> **GIVEN TASK 1**
Using the piece on childhood food below, decide whether each statement agrees with it. Answer yes or no for each and quote the deciding words. (a) The grandmother offered salt when curds was served. (b) Rava upma came with slices of lime or mango pickle. (c) The grandfather dipped pieces of chapati in the runny yolk of a fried egg.

> **DOCUMENT TEXT**

Friday, June 27, 2008

Not Unholy Combinations

My grandmother, who brought us up, would serve us food which, only much later, I realised, was not the norm. If I was offered milk at someone else's home, I would wrinkle my nose at the smell or taste because it contained sugar, and I grew up thinking tomato sauce was the traditional accompaniment to crisp-edged ootappams. (Naturally, I thought tomato sauce was Indian in origin.) Neither would my grandmother offer salt when curds was served.

Though the main breakfast was traditional, the accompaniments were not. Coconut chutney was rarely served with anything - rava upma was accompanied by some slices of lime or mango pickle, semiya upma with fresh ginger chutney, idli with various spice powders or other chutneys (one's here), dosa with lime pickle - so for me it's really no fun to go in for South Indian food and find myself stuck with coconut chutney and sambar. When we had chapatis for breakfast, thick, well browned, square and well fried, they were accompanied by a sweet and sour onion gravy made with jaggery and tamarind. I don't think we were familiar with the word kurma. My grandfather would eat his chapati with a fried egg, sunny side up, dipping pieces of the chapati in the runny yolk - not something I've done or see myself doing. And pesarattu was never accompanied by upma, its traditional mate.

> **GIVEN TASK 2**
From the records, copy out the lines starting at the one containing "tail light shown in the photograph." and ending at the one containing "[0,176,236,294]", both included. Leave the pictures out of your copy.

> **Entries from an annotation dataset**
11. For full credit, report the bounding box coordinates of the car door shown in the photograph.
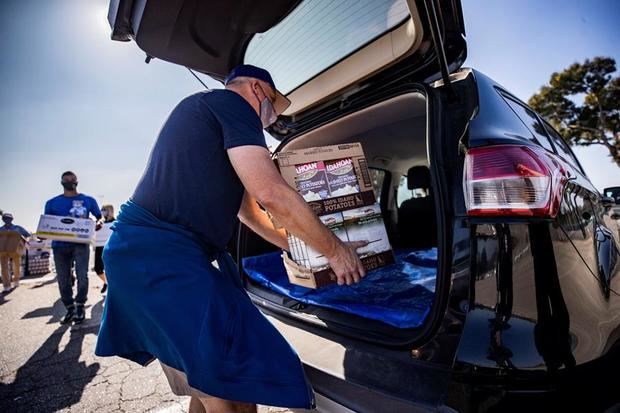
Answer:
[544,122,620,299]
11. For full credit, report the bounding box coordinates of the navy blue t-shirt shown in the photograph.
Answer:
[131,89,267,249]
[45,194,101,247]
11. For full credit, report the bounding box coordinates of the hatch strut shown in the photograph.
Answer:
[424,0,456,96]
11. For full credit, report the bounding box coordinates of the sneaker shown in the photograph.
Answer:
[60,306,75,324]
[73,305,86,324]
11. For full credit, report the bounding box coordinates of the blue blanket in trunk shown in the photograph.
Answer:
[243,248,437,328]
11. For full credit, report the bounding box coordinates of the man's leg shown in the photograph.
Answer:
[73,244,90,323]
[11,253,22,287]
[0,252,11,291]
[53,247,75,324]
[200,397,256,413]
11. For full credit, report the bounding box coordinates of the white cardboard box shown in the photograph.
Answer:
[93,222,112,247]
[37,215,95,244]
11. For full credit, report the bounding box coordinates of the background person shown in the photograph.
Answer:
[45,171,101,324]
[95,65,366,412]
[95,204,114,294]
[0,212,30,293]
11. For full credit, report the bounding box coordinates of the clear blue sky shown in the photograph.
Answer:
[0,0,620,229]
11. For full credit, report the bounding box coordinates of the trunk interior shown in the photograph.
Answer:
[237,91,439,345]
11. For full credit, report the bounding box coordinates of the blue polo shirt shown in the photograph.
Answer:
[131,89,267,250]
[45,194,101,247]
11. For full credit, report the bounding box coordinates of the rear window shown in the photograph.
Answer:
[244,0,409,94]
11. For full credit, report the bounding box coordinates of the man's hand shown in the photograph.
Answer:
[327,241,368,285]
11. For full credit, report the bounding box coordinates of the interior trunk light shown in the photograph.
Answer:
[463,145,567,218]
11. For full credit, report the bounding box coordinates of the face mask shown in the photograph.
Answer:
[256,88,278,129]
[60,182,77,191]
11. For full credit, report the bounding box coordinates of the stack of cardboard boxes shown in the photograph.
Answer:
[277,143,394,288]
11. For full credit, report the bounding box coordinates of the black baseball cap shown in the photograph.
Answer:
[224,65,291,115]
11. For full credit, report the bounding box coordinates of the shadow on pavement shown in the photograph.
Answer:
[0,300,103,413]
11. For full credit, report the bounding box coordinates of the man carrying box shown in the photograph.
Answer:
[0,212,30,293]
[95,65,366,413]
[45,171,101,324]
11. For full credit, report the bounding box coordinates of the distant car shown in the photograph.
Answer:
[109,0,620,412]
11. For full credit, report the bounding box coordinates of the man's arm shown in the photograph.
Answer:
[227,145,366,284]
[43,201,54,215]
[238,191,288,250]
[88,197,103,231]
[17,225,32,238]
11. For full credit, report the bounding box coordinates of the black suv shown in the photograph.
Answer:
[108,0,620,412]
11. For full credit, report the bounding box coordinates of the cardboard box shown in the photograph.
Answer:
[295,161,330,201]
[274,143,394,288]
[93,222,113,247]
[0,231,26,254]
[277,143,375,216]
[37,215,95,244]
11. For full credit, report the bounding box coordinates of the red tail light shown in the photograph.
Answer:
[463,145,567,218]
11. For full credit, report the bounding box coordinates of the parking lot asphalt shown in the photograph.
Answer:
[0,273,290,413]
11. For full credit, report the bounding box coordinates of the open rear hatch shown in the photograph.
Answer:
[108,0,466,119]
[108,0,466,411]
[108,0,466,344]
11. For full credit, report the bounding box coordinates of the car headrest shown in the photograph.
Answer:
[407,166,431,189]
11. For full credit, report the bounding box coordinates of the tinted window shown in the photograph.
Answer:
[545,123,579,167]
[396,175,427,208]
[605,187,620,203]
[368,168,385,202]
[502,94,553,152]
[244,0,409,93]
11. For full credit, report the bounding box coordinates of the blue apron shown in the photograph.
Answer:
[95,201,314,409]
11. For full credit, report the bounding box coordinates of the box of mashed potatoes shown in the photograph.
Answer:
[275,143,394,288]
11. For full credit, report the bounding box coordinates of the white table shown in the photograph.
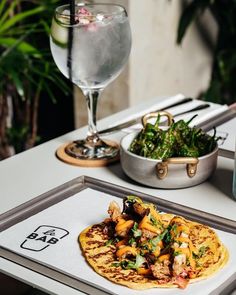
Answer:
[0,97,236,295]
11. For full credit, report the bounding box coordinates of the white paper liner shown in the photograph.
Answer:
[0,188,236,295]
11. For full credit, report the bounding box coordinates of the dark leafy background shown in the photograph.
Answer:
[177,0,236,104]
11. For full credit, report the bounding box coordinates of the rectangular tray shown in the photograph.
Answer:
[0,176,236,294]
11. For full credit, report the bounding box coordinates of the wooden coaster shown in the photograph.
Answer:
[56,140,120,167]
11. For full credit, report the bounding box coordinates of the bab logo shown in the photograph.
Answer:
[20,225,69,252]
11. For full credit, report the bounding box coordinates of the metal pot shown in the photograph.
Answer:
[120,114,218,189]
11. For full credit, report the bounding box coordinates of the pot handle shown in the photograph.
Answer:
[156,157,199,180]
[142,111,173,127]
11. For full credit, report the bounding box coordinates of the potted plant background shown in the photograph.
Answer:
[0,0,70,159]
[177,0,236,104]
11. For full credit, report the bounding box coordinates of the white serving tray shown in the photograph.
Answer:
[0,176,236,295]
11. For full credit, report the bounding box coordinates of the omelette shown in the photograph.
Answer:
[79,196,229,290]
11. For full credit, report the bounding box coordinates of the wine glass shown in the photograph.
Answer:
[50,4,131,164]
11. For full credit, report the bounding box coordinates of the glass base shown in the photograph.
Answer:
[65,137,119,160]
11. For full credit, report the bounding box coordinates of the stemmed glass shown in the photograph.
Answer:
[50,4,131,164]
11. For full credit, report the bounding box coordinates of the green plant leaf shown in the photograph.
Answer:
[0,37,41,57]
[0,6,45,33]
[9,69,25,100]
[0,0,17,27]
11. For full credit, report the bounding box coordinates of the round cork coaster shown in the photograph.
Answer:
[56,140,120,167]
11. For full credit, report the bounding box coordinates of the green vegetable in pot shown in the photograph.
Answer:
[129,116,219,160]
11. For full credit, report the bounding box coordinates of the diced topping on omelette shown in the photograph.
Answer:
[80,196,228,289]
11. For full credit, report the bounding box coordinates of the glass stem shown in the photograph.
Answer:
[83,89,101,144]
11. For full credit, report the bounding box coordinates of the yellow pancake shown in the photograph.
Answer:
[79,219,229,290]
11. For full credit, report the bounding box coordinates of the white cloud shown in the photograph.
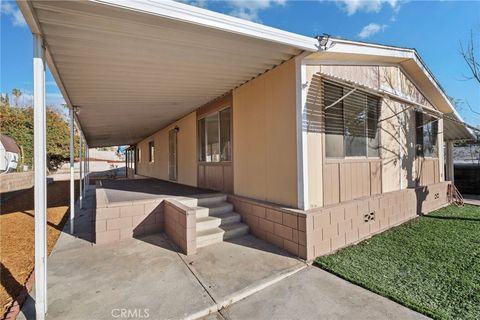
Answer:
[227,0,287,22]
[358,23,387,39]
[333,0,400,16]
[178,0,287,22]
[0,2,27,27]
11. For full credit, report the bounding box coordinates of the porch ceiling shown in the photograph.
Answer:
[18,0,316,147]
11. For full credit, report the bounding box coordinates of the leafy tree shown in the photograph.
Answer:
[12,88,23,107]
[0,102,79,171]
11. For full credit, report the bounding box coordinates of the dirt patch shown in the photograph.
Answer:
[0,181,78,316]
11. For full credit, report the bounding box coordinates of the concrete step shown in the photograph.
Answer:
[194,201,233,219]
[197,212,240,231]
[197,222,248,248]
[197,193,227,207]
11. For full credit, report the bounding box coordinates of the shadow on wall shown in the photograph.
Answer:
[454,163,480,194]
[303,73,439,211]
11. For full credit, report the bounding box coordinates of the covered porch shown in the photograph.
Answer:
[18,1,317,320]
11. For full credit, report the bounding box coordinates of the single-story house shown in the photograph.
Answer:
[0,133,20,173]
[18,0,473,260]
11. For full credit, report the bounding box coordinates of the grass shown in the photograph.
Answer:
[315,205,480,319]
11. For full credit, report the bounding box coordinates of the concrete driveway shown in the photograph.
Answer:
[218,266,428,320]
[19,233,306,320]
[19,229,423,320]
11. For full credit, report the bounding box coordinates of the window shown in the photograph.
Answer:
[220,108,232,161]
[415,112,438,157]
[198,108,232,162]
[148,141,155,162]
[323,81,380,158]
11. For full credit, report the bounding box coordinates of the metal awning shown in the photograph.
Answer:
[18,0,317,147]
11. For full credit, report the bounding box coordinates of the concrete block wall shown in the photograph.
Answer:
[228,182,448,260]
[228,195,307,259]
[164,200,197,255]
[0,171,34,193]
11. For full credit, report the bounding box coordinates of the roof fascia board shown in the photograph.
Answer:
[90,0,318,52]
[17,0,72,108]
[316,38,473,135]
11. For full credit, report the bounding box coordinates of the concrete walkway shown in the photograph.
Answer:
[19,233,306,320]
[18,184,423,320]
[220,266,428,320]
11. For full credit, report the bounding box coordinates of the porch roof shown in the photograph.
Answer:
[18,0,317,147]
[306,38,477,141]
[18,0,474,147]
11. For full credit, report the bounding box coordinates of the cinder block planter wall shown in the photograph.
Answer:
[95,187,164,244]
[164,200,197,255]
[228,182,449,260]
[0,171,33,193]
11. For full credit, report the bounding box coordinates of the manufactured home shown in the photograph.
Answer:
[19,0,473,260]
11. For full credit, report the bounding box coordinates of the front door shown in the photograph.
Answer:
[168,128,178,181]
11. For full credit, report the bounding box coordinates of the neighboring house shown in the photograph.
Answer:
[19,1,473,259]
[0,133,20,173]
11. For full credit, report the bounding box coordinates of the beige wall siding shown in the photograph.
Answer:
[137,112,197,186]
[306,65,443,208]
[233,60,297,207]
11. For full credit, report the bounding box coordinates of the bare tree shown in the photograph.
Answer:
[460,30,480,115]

> **EXERCISE RESULT 1**
(a) No: "Neither would my grandmother offer salt when curds was served."
(b) Yes: "rava upma was accompanied by some slices of lime or mango pickle"
(c) Yes: "dipping pieces of the chapati in the runny yolk"

> **EXERCISE RESULT 2**
11. For full credit, report the bounding box coordinates of the red tail light shown in the photograph.
Answer:
[463,145,567,218]
11. For full credit, report the bounding box coordinates of the parking lot asphalt shown in the photograph.
Answer:
[0,273,290,413]
11. For full credit, report the bounding box coordinates of the open rear hatch shown in the photograph.
Answer:
[108,0,466,119]
[108,0,466,411]
[108,0,466,344]
11. For full credit, report the bounding box coordinates of the car headrest shown in the photograph.
Answer:
[407,166,431,189]
11. For full credit, report the bounding box coordinates of the tinted window shown in the photograph.
Answer:
[545,123,579,167]
[396,175,427,208]
[605,187,620,203]
[368,168,385,202]
[502,94,553,152]
[244,0,409,93]
11. For full credit, report the bounding box coordinates of the blue apron shown in the photograph.
Answer:
[95,201,314,409]
11. For full credit, report the bounding box coordinates of the box of mashed potatoes shown in the photograph.
Answer:
[275,143,394,288]
11. For full credit, report the bounding box coordinates of the white table shown in the photograph.
Answer:
[0,97,236,295]
11. For full credit, report the bounding box coordinates of the white paper liner shown in the photograph.
Answer:
[0,188,236,295]
11. For full credit, report the bounding box coordinates of the dark leafy background shown in the photograph.
Answer:
[177,0,236,104]
11. For full credit, report the bounding box coordinates of the rectangular tray shown in the photograph.
Answer:
[0,176,236,294]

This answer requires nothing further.